### YOUR ASSIGNMENT
An exact copy of the data is needed, one that excludes all pictures.

━━━ RECORDS FOR THIS TASK ━━━

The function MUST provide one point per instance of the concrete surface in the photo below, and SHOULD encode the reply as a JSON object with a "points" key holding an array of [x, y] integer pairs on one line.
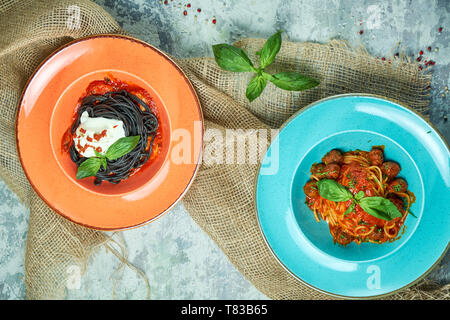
{"points": [[179, 259]]}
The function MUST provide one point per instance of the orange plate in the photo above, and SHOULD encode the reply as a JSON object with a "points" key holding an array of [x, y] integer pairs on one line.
{"points": [[46, 110]]}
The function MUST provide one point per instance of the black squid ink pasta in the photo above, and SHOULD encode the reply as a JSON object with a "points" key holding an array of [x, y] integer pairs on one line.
{"points": [[137, 118]]}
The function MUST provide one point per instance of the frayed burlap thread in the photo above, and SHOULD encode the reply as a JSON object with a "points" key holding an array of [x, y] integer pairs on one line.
{"points": [[221, 199]]}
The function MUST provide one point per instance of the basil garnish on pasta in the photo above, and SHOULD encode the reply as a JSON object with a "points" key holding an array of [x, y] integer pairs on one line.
{"points": [[378, 207], [90, 166]]}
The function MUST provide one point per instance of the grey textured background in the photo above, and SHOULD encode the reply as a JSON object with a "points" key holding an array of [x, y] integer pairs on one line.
{"points": [[179, 259]]}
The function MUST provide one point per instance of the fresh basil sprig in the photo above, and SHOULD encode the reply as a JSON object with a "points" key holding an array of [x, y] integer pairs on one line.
{"points": [[378, 207], [90, 166], [234, 59]]}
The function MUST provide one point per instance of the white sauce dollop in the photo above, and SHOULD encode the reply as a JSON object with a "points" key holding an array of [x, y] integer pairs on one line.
{"points": [[96, 134]]}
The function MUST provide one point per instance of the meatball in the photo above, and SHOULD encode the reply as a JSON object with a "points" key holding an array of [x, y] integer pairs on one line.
{"points": [[341, 237], [310, 189], [329, 171], [332, 171], [376, 157], [317, 168], [334, 156], [390, 169], [398, 185]]}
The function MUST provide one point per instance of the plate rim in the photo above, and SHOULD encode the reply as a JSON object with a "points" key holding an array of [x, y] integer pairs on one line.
{"points": [[165, 56], [283, 125]]}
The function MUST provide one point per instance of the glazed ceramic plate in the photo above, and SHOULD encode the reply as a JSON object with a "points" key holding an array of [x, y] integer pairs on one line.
{"points": [[305, 247], [46, 111]]}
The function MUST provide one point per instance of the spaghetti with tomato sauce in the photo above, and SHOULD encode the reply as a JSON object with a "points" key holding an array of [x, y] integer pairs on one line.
{"points": [[365, 175], [117, 100]]}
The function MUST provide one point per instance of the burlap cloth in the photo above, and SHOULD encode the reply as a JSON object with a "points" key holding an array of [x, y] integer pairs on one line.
{"points": [[221, 199]]}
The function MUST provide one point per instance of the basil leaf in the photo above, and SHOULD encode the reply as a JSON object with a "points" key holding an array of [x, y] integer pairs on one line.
{"points": [[255, 87], [231, 58], [350, 208], [270, 49], [331, 190], [88, 168], [293, 81], [103, 162], [359, 195], [122, 147], [380, 207]]}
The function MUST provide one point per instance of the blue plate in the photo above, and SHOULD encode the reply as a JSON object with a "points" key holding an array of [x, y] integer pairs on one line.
{"points": [[305, 247]]}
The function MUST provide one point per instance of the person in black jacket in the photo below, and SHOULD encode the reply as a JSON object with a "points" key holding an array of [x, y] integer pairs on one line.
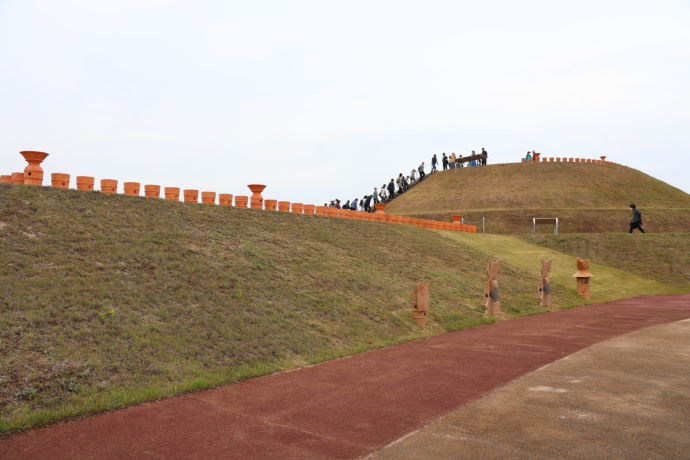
{"points": [[636, 221]]}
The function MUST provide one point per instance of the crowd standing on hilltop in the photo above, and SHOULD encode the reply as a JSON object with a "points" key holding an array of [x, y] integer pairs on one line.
{"points": [[389, 190]]}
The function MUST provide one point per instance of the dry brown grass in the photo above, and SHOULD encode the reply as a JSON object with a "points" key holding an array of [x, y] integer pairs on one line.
{"points": [[585, 197]]}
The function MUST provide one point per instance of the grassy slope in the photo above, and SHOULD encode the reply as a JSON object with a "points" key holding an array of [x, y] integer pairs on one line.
{"points": [[608, 284], [663, 257], [586, 197], [111, 300]]}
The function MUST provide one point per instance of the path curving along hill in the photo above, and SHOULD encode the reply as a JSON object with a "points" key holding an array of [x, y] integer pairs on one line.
{"points": [[587, 198]]}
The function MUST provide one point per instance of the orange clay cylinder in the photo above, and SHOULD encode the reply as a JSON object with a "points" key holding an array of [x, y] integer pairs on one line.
{"points": [[152, 191], [241, 201], [256, 201], [60, 180], [225, 199], [33, 173], [108, 185], [17, 178], [132, 188], [191, 196], [208, 197], [85, 182], [271, 205], [172, 193]]}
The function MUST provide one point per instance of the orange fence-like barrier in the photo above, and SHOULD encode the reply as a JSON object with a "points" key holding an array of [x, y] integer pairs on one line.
{"points": [[33, 175]]}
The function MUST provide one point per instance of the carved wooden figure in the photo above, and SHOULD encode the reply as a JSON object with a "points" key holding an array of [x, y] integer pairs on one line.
{"points": [[545, 284], [420, 303], [583, 275], [491, 290]]}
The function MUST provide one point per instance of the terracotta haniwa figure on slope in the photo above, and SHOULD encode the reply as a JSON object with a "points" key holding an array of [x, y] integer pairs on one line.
{"points": [[491, 291], [545, 284]]}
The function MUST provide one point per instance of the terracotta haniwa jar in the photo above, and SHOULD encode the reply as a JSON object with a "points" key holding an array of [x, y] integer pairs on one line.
{"points": [[420, 303], [152, 191], [60, 180], [17, 178], [241, 201], [297, 208], [208, 197], [172, 193], [132, 188], [257, 201], [85, 182], [225, 199], [33, 173], [108, 185], [191, 196], [582, 276]]}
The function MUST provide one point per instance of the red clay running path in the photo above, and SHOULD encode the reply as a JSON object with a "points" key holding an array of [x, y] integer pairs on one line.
{"points": [[349, 407]]}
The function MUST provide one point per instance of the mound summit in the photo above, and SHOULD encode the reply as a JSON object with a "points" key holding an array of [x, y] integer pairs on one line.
{"points": [[587, 198]]}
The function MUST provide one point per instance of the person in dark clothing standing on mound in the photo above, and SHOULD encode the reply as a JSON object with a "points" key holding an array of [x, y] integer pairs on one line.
{"points": [[636, 221]]}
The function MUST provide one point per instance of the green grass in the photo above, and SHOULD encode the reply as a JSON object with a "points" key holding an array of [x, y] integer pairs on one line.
{"points": [[664, 257], [110, 300], [585, 197]]}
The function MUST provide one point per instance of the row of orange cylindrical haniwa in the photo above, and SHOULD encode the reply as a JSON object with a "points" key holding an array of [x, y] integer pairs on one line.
{"points": [[540, 159], [33, 175]]}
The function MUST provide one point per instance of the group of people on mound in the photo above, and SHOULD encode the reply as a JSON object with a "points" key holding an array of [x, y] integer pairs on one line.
{"points": [[386, 193], [402, 183], [452, 161]]}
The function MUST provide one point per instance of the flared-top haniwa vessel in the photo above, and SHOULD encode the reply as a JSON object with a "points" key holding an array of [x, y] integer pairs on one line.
{"points": [[33, 173], [256, 201]]}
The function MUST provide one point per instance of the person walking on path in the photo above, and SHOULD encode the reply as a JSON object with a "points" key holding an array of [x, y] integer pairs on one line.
{"points": [[636, 221]]}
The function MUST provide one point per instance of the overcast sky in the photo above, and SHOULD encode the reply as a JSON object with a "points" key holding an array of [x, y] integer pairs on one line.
{"points": [[322, 99]]}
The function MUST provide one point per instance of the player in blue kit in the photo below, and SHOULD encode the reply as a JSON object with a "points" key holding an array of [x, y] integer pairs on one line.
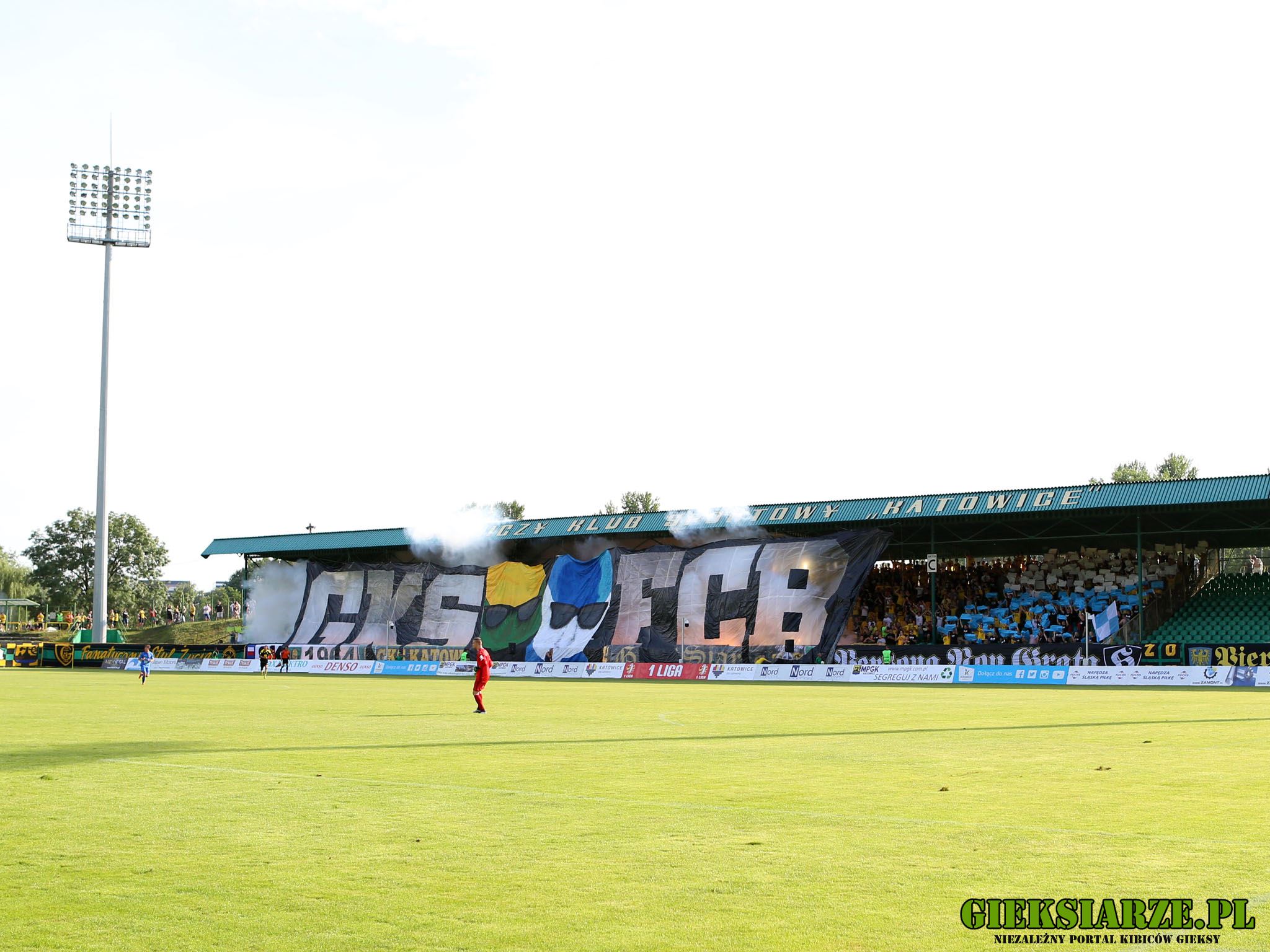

━━━

### ANSWER BOX
The function MUST provide one point per instance of the concrete surface in the photo below, and SHOULD encode the reply as a JSON object with a "points" key holding an array of [x, y] integer pairs on one line.
{"points": [[179, 259]]}
The function MUST provide one point per instance of the orange plate in the photo above, and SHOULD encode the reply as a JSON object with a "points" key holding an array of [x, y] integer pairs on one line.
{"points": [[46, 110]]}
The function MUST provide one point per instance of the black squid ink pasta in the photo above, and SHOULD encode the reply as a JSON object with a "points" key holding an array of [x, y] integer pairs on one line.
{"points": [[137, 118]]}
The function MUST provide one point per instance of the frayed burlap thread in the photo above, and SHOULD encode the reply as a JSON object with a "points" key holding an array of [x, y] integer pairs on one line.
{"points": [[221, 199]]}
The function MUST provide one point per instance of the basil garnish on pasta in the photo above, and SHOULD encode the reply as a JSON object with a "points" key holding an array of [x, y] integer pairs on one line.
{"points": [[378, 207], [90, 166]]}
The function MUST provide one point per instance of the grey textured background in the photo above, and SHOULD encode the reply as a JSON object with a "points" key holding an array of [x, y] integer pairs on one line.
{"points": [[179, 259]]}
The function MUST provide one point per instance of the fresh basil sprig in the photo above, and SHOULD encode the reply as a JSON object with a "points" key holding an array of [x, y] integer pairs on one line.
{"points": [[378, 207], [90, 166], [234, 59]]}
The function MUST provide one point per instance of the white sauce dollop in the photo above, and SHOULD encode the reply as a JSON object with a "points" key holding an array of [x, y] integer pairs on one line.
{"points": [[96, 134]]}
The function MUST provide one point per instance of the meatball in the photo above, and SHOULD encode the reply as a JSON object with a "points" key holding an array of [x, y] integer pairs on one line.
{"points": [[341, 237], [310, 189], [329, 171], [332, 171], [376, 157], [317, 168], [334, 156], [390, 169], [398, 185]]}
The function MUST provide one point per instance of the plate rim in the photo above, and SHOULD encode the reply as a JSON object with a "points" key holding an array of [x, y] integer pairs on one line.
{"points": [[165, 56], [283, 125]]}
The function MUST provide one point per instance of the glazed ceramic plate in the photo above, and SHOULD encode the reply as a JSON object with a "points" key holding an array of [x, y] integer pairs on one line.
{"points": [[305, 247], [46, 111]]}
The function MUST provide one point per instance of the spaghetti with tomato sauce in the photo above, and SHOULD encode the reply as a JSON object with a "points" key holding an array of [x, y] integer pairs on one line.
{"points": [[365, 175], [117, 100]]}
The function MUST provide one point per instance of the burlap cloth in the photo above, and SHOULD encode the reply as a JSON object with a "points" key holding an array of [x, y] integer pairs on one line.
{"points": [[221, 199]]}
The function MUST provide one point per instance of the basil leaf in the photo above, and SHOULD encode the reply as a JSON object with a "points" key holding an array of [x, y] integer pairs on one line.
{"points": [[255, 87], [231, 58], [350, 208], [270, 49], [331, 190], [88, 168], [293, 81], [103, 162], [359, 195], [122, 147], [380, 207]]}
The function MUST provide one point per instance of the blue plate in the photo above, and SHOULD encode the reply as a JSON object with a "points" key holding an array of [x, y] integer pairs on one line.
{"points": [[305, 247]]}
The function MUST provide one point per instance of the person in black jacket in the photo below, and SHOULD encode the reply as a JSON object with a "points" key holding an array of [x, y] integer pairs on one line.
{"points": [[636, 221]]}
The function MUST provide one point per instance of the crowd standing on hilltop in the photo above, and SHOULD encode the reply as a JSON object with a "points" key holding an array of [x, y] integer pairs on one line.
{"points": [[389, 190]]}
The function MUST provide one point per instance of the dry brown grass in the photo above, and SHOULD encode the reply as a JSON object with a "points" key holding an array of [x, y] integer pairs on one line.
{"points": [[585, 197]]}
The function MUST provide one point per instance of the grassy slope in the photo above, and SHOULD encode the reply as a JSON object with a "points" key holding an array of [x, y] integer pairs on one line.
{"points": [[608, 284], [663, 257], [586, 197], [111, 300]]}
The function MUST provide one point per instance of the path curving along hill in the photo above, and SHOULD encode the reply as a JSON object with a "points" key holding an array of [x, y] integer pairs on one line.
{"points": [[587, 198]]}
The function MUST provide one point per instance of the orange clay cylinder in the photo above, and SHOULD encode the reply as a JSON object with a "points" key holding an array of [x, y] integer pairs on one line.
{"points": [[152, 191], [241, 201], [256, 201], [60, 180], [225, 199], [33, 173], [108, 185], [17, 178], [132, 188], [191, 196], [208, 197], [85, 182], [271, 205], [172, 193]]}
The function MUST provide one point per instance of the orange fence-like barrier in the photo above, and SHOULD encode the reply as a JSON object with a "points" key holding an array of [x, y] integer pairs on one line.
{"points": [[33, 175]]}
The function MUST provide one point per instance of the carved wooden figure in the photo above, and SHOULD encode the reply as a JSON object with a "points" key holding an array of [x, y] integer pairs on one line.
{"points": [[545, 284], [420, 303], [583, 275], [491, 290]]}
The function MUST provide one point per instance of the terracotta haniwa figure on slope in the photo above, and SHOULD encode the reply as a JSON object with a "points" key holding an array of [x, y] integer pairs on one line.
{"points": [[491, 291], [545, 284]]}
The function MUST provide one point per instance of the terracotta haniwa jar in the photo above, and SHOULD encode the reply as a JSON object with a "points" key holding an array of [x, y] integer pairs on one line.
{"points": [[420, 303], [152, 191], [60, 180], [17, 178], [241, 201], [297, 208], [208, 197], [172, 193], [132, 188], [257, 201], [85, 182], [225, 199], [33, 173], [108, 185], [191, 196], [582, 276]]}
The function MUST provide one point per instance of the red clay running path in the photo above, and SHOULD encode the reply as a JSON object with a "points" key holding an array of [x, y] integer pairs on one line.
{"points": [[349, 407]]}
The function MUST provide one point per instance of the mound summit in the photo above, and SHOULD encode the reply as a JSON object with a "points" key holding an array of [x, y] integer pairs on one line.
{"points": [[587, 198]]}
The function MUST provide one point per instance of the person in dark clothing standing on mound in the photo above, and SHOULD encode the reply as a JSON object with a "points" key holding an array of [x, y] integer pairs on one line.
{"points": [[636, 221]]}
The function MUST provide one point per instance of the green grass in the photo above, and SHOULD encode the reply as a JSON object with a "points" key holding an array of [x, y] integer pairs on one line.
{"points": [[664, 257], [110, 300], [585, 197]]}
The function MUST provide one point per instance of the row of orange cylindrical haniwa in the photo above, and SHOULD encode the reply as a JSON object with a "points" key holding an array of [x, y] integer pairs on one line.
{"points": [[540, 159], [33, 175]]}
The function MUST provide one point per instance of the group of people on mound in the photo above, and SHOULD encode the reply as a JSON object with a "points" key holding an array of [x, y] integer pairs on one line.
{"points": [[386, 193], [402, 183], [452, 161]]}
The function MUST provide one point per instance of the flared-top haniwa vessel in the photo above, and SHOULD encode the reply as a JSON object with a "points" key holding an array of [x, y] integer pairs on one line.
{"points": [[33, 173], [256, 201]]}
The function MUST provide one point per instance of the person walking on path in the photo above, and SHOULD encode the reply as a JSON object with a "points" key holding an array of [x, y] integer pairs on one line.
{"points": [[636, 221]]}
The function MUST provide one point per instance of the overcast sky in the photo above, and SHOULD encode the reply as a JSON object with a "points" key holding an array of [x, y] integer pairs on one line.
{"points": [[322, 99]]}
The function MUST provide one point per instance of the player in blue kit in the photo below, and SHOULD encode the reply as a JSON object with a "points" key holding an array of [x, y] integer pairs on one line.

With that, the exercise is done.